## START Records supplied
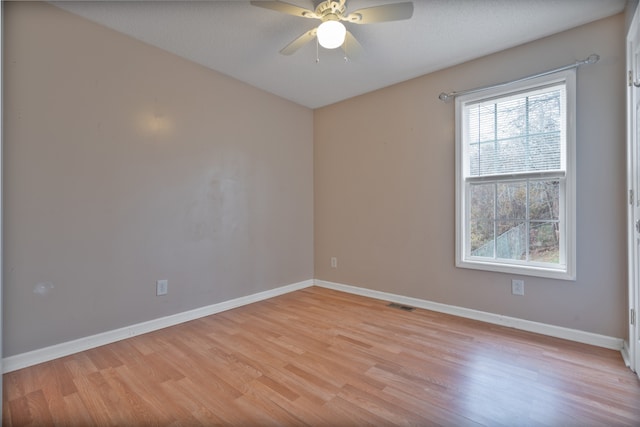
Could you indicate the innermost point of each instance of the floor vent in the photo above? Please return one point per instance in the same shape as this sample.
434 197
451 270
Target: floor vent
401 307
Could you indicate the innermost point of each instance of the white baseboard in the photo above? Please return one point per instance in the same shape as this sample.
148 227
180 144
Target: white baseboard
625 354
497 319
19 361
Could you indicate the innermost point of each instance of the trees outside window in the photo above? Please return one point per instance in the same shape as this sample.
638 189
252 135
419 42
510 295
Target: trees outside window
515 156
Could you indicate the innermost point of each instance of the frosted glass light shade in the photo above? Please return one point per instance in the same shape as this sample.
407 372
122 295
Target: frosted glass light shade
331 34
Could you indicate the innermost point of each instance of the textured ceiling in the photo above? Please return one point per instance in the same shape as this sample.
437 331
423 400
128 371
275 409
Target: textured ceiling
242 41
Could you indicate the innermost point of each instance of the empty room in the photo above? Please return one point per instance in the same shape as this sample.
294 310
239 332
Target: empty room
325 213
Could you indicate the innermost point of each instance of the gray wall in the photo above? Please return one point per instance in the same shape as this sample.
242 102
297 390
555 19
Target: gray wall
125 164
384 188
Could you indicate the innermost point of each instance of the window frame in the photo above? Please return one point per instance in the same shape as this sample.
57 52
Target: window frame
567 213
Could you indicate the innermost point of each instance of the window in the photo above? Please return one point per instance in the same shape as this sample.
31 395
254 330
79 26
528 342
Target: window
515 178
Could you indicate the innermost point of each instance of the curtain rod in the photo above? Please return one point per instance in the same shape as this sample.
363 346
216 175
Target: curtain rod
591 59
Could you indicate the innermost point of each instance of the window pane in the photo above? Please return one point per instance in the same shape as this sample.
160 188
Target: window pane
512 200
511 240
487 158
486 123
544 244
544 200
482 235
545 112
482 197
511 118
512 155
522 133
544 152
481 224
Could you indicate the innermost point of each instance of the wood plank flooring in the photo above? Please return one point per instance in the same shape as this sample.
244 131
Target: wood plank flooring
325 358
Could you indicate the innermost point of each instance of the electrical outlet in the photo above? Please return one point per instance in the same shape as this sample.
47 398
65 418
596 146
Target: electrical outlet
517 287
162 287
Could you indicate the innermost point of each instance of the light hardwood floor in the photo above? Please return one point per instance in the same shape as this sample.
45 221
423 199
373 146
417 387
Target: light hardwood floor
325 358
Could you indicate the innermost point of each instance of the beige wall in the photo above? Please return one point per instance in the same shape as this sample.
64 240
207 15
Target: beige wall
125 164
384 188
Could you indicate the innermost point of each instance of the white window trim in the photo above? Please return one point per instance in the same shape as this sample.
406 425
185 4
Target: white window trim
567 212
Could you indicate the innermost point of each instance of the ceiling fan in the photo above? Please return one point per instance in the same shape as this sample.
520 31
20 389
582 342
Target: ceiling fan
331 32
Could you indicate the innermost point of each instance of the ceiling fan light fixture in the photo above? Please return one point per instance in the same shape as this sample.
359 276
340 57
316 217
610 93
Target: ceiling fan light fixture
331 34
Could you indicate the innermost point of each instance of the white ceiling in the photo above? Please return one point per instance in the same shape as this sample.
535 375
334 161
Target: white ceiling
242 41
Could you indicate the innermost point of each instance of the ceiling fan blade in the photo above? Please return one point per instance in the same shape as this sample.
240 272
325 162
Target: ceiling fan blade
384 13
292 47
352 49
283 7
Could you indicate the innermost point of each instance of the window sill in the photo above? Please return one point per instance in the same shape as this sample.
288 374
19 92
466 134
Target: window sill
## END Records supplied
*Brief*
Include both ends. Return the line holding "the white ceiling" and all lines after it in the records above, exactly as written.

*Reply to the task*
Could you indicate the innermost point of each instance of the white ceiling in the photo above? Please return one point per instance in the same shape as this sample.
535 375
334 161
Target: white ceiling
242 41
Could you indicate the innermost point of each instance of the ceiling fan blade in the photo above? Please return one point per instance in the same shape as this sample.
240 272
325 162
Target: ceiling fan blade
384 13
292 47
352 49
283 7
Could you indicate the innermost point of each instance of the window sill in the photo above? Please return one point per instance in the same shape as this sample.
288 374
19 92
466 134
Target: window sill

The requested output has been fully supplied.